How to make sure code has no data races in Go? - go

I'm writing a microservice that calls other microservices, for data that rarely updates (once in a day or once in a month). So I decided to create cache, and implemented this interface:
type StringCache interface {
Get(string) (string, bool)
Put(string, string)
}
internally it's just map[string]cacheItem, where
type cacheItem struct {
data string
expire_at time.Time
}
My coworker says that it's unsafe, and I need add mutex locks in my methods, because it will be used in parallel by different instances of http handler functions. I have a test for it, but it detects no data races, because it uses cache in one goroutine:
func TestStringCache(t *testing.T) {
testDuration := time.Millisecond * 10
cache := NewStringCache(testDuration / 2)
cache.Put("here", "this")
// Value put in cache should be in cache
res, ok := cache.Get("here")
assert.Equal(t, res, "this")
assert.True(t, ok)
// Values put in cache will eventually expire
time.Sleep(testDuration)
res, ok = cache.Get("here")
assert.Equal(t, res, "")
assert.False(t, ok)
}
So, my question is: how to rewrite this test that it detects data race (if it is present) when running with go test -race?

First thing first, the data race detector in Go is not some sort of formal prover which uses static code analysis but is rather a dynamic tool which instruments the compiled code in a special way to try to detect data races at runtime.
What this means is that if the race detector is lucky and it spots a data race, you ought to be sure there is a data race at the reported spot. But this also means that if the actual program flow did not make certain existing data race condition happen, the race detector won't spot and report it.
In oher words, the race detector does not have false positives but it is merely a best-effort tool.
So, in order to write race-free code you really have to rethink your approach.
It's best to start with this classic essay on the topic written by the author of the Go race detector, and once you have absorbed that there is no benign data races, you basically just train yourself to think about concurrently running theads of execution accessing your data each time you're architecting the data and the algorithms to manipulate it.

### What this exercise asks
[a] In the thread on Go data races, what does the coworker say must be added to the cache methods?
[b] Carry on the thread about detecting data races in Go, starting after its final sentence.

Region labeling records:
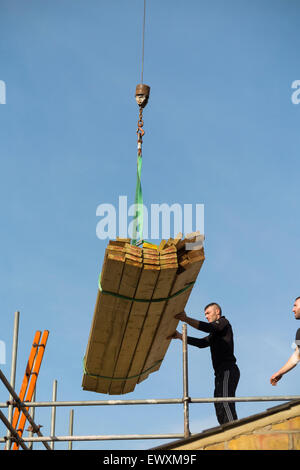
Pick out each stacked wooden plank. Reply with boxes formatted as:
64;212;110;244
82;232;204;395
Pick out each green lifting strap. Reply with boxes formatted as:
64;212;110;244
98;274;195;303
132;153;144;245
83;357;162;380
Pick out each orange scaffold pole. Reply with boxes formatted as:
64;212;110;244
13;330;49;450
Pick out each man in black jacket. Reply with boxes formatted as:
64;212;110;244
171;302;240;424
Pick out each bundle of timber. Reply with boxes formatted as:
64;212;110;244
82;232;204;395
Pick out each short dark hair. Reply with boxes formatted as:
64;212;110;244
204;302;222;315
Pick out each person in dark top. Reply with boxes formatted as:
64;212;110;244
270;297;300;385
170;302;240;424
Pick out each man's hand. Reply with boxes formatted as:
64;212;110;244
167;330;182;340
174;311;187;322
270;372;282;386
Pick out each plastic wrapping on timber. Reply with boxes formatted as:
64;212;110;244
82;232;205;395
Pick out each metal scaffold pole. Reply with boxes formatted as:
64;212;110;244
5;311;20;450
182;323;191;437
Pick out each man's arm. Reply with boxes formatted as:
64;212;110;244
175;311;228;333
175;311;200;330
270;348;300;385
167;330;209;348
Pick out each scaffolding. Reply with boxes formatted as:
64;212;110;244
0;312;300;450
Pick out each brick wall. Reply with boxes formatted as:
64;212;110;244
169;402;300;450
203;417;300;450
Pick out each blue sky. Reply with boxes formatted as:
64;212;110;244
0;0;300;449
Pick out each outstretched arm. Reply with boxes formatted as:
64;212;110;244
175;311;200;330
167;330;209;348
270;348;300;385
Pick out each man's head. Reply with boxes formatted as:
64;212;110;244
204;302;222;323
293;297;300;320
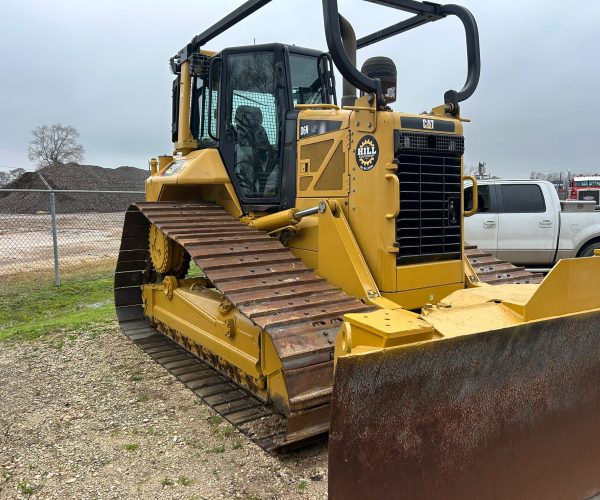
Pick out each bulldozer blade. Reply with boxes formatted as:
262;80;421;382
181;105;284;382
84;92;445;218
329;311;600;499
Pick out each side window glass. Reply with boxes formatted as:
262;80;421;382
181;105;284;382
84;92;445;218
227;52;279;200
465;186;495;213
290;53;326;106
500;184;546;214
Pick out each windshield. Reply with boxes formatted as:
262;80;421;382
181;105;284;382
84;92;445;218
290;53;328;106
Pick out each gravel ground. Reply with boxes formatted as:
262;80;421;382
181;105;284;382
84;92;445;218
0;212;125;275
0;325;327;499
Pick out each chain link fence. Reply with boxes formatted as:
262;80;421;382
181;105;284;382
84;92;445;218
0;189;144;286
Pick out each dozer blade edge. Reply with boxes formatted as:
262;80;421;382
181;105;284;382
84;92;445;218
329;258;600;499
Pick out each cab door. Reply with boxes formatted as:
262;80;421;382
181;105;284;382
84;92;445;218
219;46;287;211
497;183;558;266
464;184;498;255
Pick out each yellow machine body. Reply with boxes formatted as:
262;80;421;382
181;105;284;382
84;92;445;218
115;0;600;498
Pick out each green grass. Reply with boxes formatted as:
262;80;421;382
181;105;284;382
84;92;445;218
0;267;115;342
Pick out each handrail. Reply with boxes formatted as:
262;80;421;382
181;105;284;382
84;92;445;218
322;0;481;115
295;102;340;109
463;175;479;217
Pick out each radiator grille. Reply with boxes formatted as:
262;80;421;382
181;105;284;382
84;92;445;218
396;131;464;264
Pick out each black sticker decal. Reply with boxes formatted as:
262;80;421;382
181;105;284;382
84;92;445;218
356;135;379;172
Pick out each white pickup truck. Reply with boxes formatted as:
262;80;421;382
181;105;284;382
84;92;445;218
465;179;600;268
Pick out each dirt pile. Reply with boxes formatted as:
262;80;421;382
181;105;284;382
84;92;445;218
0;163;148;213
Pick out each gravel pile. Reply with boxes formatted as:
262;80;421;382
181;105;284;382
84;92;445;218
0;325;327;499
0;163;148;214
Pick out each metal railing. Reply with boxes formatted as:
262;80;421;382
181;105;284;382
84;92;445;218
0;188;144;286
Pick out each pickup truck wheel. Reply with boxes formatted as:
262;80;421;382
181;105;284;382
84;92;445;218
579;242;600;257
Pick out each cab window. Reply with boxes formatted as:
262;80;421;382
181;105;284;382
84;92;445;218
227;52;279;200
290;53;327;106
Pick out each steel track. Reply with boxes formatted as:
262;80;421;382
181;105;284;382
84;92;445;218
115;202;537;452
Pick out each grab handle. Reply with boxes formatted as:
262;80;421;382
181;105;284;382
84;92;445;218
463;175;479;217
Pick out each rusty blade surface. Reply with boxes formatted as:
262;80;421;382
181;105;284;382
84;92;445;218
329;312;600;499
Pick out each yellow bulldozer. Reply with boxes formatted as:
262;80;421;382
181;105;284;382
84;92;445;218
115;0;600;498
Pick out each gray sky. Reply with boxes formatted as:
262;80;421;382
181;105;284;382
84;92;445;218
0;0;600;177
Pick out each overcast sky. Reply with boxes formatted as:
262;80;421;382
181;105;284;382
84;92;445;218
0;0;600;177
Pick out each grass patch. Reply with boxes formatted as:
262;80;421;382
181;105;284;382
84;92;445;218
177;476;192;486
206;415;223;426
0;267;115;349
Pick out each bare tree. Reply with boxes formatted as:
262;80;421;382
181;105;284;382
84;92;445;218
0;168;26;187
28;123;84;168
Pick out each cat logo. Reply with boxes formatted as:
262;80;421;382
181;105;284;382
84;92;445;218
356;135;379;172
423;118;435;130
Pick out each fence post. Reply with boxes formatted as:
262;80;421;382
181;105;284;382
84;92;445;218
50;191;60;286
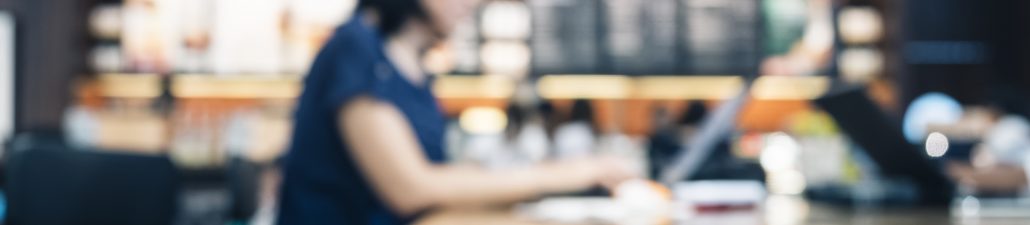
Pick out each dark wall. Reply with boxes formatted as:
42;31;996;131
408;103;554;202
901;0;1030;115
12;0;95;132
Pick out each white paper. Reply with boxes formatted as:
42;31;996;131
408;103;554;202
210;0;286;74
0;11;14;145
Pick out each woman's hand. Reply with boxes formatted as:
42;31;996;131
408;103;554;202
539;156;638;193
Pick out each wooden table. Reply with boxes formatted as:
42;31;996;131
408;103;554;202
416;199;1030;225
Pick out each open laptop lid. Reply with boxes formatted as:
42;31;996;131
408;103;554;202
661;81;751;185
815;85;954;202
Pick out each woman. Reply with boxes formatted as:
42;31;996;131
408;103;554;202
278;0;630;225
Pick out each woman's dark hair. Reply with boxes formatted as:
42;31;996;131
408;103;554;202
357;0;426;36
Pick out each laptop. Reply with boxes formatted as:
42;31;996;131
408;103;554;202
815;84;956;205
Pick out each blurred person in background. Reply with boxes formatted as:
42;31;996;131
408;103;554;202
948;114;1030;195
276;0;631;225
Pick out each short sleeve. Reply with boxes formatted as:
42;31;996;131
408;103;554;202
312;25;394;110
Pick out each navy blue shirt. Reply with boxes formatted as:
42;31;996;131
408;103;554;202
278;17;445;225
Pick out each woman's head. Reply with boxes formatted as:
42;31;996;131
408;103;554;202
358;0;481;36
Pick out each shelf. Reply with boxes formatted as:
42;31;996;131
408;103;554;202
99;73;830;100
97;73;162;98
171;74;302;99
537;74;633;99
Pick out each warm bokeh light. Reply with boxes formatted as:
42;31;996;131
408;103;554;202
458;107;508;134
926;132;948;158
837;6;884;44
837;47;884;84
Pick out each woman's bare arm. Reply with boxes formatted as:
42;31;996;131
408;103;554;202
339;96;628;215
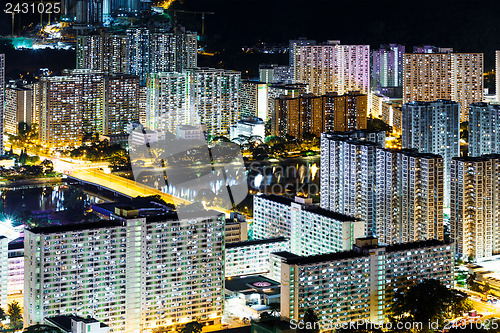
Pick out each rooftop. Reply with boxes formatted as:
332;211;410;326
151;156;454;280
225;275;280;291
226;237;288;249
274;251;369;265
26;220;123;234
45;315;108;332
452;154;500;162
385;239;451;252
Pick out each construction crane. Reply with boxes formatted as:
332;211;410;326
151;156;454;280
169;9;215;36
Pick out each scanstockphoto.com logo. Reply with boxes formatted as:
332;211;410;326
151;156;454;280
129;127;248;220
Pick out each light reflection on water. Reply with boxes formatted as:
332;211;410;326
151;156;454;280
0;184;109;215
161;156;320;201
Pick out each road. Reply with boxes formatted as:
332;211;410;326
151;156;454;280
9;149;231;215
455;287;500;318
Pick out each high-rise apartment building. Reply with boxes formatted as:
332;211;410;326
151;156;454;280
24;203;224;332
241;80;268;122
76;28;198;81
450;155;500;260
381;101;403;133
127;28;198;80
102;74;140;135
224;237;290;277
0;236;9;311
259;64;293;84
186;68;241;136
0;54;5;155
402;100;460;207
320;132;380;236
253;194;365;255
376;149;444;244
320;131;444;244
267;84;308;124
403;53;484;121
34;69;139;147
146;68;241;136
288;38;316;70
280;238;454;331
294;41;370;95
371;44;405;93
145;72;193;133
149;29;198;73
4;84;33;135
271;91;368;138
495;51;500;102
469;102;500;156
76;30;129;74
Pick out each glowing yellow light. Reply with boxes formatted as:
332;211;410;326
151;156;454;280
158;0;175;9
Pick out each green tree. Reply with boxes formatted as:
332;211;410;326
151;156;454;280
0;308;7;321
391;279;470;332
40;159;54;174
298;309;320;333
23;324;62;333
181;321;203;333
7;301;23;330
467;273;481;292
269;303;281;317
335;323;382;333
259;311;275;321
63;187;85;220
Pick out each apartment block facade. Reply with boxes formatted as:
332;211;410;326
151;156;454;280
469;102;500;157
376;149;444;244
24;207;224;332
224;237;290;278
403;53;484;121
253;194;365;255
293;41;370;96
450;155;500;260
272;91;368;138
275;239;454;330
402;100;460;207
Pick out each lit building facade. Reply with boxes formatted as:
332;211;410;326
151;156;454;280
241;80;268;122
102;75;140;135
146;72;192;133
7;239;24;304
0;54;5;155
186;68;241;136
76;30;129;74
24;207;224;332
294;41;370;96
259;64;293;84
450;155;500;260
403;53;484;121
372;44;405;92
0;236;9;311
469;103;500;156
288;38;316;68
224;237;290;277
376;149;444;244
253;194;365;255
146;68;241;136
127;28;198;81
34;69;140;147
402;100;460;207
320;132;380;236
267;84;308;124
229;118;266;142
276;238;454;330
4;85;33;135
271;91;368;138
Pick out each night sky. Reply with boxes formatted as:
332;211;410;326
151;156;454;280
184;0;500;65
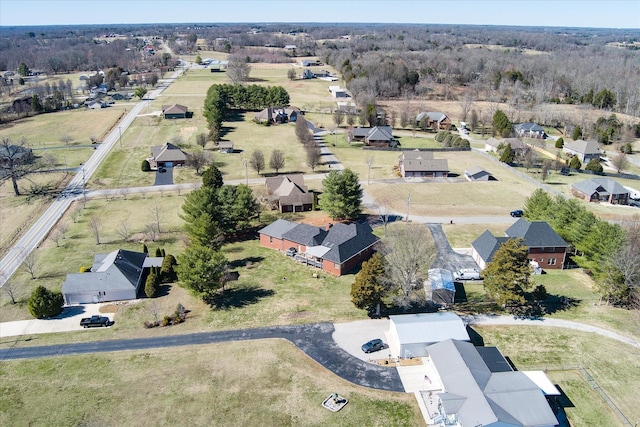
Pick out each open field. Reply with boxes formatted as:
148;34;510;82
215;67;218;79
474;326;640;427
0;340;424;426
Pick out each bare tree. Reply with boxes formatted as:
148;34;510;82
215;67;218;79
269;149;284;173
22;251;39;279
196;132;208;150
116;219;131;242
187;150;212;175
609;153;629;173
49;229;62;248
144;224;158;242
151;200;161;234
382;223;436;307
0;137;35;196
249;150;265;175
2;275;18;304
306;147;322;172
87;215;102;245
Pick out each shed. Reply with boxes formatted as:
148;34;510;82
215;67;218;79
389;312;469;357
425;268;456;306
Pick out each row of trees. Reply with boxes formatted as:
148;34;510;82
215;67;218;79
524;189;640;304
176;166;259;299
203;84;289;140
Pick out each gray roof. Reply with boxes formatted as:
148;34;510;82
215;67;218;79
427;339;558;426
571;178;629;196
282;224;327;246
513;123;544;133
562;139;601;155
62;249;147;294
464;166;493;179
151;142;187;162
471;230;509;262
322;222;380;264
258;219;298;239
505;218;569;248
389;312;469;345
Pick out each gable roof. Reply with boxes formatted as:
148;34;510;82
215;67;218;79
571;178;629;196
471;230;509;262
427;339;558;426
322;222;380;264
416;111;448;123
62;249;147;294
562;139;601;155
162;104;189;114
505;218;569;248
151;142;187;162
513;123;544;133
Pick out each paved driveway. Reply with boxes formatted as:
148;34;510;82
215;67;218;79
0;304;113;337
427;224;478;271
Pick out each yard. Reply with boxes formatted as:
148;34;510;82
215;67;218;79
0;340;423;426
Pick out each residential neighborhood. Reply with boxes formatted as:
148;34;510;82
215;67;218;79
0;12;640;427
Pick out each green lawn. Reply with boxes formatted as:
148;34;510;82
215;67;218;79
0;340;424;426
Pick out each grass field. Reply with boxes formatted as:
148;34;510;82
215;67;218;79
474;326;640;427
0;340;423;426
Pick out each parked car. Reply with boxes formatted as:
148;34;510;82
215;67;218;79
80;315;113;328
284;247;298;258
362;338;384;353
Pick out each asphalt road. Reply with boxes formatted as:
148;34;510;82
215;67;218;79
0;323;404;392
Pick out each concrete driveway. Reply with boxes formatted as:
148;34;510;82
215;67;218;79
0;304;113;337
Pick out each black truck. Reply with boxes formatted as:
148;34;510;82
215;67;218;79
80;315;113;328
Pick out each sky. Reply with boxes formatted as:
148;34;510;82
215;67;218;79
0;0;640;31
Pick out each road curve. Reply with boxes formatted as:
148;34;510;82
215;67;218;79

### Answers
[a] Mutex locks.

[b]
For instance, you know (at least you should know if you have read the docs) that each incoming request to an HTTP server implemented using net/http is handled by a separate goroutine.
This means, that if you have a central (shared) data structure such as a cache which is to be accessed by the code which processes client requests, you do have multiple goroutines potentially accessing that shared data concurrently.
Now if you have another goroutine which updates that data, you do have a potential for a classic data race: while one goroutine is updating the data, another may read it.
As to the question at hand, two things:
First, Never ever use timers to test stuff. This does not work.
Second, for such a simple case as yours, using merely two goroutines completely suffices:
package main
import (
"testing"
"time"
)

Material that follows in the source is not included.